Both the line containing "Locate every instance of the wooden" and the last line of the listing are included: write out exactly the lines from one to the other.

Rows from a dataset
============================================================

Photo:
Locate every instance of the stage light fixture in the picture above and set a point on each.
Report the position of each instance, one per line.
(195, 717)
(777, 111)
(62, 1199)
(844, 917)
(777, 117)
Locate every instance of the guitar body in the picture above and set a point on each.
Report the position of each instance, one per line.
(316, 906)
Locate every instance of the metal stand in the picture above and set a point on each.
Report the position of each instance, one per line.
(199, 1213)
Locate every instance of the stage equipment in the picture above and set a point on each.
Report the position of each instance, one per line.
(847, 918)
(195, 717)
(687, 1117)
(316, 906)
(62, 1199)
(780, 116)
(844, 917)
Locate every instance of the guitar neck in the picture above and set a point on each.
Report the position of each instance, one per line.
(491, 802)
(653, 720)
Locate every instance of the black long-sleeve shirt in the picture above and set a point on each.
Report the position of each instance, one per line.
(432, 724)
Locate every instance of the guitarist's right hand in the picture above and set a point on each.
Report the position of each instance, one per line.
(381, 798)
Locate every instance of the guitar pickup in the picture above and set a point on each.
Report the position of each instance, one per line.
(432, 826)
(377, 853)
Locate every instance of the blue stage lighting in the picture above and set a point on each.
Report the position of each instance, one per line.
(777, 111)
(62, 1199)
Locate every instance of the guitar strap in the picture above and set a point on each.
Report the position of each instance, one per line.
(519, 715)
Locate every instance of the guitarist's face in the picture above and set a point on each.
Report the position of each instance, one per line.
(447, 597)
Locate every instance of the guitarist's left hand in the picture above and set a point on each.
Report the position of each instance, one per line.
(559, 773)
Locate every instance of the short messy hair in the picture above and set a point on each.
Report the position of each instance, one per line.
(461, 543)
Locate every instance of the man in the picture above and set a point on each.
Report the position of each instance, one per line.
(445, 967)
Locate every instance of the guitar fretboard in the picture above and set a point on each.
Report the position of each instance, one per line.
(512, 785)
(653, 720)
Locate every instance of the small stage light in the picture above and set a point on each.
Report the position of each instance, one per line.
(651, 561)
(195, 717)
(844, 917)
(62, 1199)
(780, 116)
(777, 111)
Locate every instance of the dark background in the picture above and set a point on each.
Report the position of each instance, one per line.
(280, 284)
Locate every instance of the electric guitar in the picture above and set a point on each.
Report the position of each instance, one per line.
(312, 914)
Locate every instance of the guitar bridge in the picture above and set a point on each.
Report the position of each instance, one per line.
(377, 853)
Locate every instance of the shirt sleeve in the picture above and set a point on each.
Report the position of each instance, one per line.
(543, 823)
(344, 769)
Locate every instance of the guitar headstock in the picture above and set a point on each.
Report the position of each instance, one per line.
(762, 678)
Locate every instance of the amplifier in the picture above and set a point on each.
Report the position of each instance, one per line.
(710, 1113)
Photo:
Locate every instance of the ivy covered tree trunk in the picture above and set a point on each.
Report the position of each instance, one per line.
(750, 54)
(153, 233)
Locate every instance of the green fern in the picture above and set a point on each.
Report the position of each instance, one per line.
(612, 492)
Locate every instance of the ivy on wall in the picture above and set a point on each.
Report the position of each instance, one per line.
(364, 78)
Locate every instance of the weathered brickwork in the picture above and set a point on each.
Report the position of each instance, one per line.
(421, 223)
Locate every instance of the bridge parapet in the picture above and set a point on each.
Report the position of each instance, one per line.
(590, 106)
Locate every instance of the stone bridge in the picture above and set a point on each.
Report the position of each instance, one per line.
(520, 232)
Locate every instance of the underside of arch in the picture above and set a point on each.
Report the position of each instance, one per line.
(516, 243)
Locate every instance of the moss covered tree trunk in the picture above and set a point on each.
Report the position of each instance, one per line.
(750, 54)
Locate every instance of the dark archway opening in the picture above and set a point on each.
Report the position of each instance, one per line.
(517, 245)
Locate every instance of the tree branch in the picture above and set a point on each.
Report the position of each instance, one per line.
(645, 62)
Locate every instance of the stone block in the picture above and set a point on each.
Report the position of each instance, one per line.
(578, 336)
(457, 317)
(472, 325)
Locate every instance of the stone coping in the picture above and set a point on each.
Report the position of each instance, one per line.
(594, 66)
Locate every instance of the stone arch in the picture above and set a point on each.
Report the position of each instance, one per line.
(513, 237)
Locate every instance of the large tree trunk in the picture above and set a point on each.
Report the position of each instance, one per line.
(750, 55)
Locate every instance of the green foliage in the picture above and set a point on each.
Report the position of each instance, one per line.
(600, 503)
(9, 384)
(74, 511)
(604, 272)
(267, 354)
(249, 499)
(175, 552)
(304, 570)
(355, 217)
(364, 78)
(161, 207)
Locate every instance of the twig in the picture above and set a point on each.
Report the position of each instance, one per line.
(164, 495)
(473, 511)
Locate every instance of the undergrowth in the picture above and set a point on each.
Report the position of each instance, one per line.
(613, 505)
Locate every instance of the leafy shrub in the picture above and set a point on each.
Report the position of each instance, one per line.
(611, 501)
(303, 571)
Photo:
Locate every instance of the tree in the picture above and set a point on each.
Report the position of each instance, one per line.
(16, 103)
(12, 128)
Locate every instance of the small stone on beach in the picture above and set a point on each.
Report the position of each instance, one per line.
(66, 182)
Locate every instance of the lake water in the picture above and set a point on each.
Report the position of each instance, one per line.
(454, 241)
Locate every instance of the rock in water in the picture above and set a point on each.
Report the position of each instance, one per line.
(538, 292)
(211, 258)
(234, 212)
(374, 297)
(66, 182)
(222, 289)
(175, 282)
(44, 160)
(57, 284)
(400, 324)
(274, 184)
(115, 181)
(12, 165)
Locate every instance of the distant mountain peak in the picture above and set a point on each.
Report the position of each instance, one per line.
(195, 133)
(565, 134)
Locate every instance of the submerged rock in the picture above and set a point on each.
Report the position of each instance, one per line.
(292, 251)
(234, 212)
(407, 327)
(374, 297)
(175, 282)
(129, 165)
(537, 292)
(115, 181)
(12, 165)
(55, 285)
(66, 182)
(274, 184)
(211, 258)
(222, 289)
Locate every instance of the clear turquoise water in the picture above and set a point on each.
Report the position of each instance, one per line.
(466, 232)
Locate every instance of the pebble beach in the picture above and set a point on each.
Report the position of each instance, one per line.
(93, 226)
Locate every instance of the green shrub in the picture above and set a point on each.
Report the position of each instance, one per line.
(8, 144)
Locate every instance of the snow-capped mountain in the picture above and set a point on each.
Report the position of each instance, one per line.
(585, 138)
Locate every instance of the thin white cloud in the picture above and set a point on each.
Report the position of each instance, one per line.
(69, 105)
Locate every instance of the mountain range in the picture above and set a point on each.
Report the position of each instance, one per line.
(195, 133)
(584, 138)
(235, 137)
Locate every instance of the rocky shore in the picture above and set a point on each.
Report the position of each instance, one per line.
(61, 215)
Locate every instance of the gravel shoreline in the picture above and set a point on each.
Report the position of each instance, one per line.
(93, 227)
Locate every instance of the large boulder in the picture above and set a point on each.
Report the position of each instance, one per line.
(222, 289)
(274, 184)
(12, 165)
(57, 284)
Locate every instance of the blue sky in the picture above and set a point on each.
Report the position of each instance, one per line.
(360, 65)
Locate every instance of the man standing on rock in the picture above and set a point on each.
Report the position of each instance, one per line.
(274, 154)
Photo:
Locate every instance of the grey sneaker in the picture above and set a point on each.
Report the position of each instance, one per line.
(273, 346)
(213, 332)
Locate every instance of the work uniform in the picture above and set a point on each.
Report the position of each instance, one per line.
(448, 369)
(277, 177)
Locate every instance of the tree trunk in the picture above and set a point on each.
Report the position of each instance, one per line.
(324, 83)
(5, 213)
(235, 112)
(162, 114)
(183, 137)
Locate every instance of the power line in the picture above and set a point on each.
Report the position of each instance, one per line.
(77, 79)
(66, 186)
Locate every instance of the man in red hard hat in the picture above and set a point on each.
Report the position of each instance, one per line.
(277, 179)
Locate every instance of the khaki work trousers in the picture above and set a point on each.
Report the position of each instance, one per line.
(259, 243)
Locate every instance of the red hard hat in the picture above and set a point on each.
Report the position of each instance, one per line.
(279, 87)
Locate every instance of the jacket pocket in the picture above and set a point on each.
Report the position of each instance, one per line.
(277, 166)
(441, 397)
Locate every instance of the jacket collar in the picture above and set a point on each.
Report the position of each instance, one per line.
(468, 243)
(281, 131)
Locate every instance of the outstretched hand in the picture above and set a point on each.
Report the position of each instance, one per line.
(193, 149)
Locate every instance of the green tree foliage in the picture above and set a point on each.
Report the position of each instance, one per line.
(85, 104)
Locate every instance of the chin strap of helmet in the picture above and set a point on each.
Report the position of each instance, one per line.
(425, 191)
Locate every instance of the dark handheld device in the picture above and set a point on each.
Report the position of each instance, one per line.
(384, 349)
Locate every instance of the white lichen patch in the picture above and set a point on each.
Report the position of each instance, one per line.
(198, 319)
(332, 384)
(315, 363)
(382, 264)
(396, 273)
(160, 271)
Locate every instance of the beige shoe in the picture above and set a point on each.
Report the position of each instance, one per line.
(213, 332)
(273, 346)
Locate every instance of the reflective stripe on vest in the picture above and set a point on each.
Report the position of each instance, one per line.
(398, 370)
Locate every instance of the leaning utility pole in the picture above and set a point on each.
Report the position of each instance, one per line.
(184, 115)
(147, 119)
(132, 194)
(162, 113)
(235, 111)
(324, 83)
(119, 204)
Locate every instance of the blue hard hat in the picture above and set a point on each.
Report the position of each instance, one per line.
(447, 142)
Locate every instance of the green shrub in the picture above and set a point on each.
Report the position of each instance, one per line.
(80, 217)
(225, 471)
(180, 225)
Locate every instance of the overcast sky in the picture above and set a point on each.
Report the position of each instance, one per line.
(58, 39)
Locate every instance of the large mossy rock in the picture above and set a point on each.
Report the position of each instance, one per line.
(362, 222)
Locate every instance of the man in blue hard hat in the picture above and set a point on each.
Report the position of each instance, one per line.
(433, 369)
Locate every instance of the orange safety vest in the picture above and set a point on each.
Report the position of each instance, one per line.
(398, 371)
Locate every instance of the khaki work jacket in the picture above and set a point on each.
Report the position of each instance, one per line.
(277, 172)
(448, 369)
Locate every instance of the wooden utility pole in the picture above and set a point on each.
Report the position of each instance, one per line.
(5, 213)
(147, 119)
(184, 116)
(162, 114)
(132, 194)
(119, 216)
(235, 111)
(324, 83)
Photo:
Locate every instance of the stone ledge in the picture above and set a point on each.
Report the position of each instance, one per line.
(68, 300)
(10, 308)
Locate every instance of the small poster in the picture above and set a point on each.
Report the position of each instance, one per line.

============================================================

THE ANSWER:
Locate every instance of the wooden utility pole in the picture above and set a point on each.
Report the position of each instance, one per line.
(5, 213)
(147, 119)
(184, 116)
(162, 114)
(132, 194)
(119, 216)
(235, 111)
(324, 83)
Photo:
Locate every instance of the stone ledge in the picture above and set a point on each.
Report the position of each instance, one per line.
(68, 300)
(10, 308)
Locate every instance of the small poster in the picture above and set a point on each.
Report the position of each instance, one per line.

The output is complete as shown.